Source data Block Start

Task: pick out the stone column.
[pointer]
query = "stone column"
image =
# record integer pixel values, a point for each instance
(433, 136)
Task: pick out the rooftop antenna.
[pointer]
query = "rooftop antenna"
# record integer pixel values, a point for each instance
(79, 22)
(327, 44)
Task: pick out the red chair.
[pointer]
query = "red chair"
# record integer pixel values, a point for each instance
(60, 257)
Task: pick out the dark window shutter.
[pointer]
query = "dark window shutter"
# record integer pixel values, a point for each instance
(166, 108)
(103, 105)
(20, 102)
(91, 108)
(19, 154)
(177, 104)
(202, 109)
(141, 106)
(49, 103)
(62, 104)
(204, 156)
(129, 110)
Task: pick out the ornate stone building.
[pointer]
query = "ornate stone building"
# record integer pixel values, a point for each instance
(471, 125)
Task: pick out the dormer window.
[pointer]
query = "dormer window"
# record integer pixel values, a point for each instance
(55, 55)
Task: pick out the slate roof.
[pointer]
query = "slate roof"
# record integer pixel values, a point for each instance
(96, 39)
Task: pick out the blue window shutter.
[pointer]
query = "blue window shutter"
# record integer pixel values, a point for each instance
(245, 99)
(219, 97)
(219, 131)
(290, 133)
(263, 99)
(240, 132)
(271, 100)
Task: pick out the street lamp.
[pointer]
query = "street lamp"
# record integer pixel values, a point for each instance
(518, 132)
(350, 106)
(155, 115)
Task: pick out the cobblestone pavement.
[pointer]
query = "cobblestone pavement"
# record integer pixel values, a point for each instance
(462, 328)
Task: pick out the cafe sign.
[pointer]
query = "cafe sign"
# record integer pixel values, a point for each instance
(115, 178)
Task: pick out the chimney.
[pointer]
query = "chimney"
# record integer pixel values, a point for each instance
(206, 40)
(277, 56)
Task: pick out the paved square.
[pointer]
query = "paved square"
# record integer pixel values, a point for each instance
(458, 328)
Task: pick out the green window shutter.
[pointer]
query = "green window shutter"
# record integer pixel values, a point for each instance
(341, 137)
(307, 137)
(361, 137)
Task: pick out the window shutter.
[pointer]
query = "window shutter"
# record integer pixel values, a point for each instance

Source data Block End

- [What you have to do]:
Find how many lines of the listing include the word "green" and answer with that count by itself.

- [Exercise result]:
2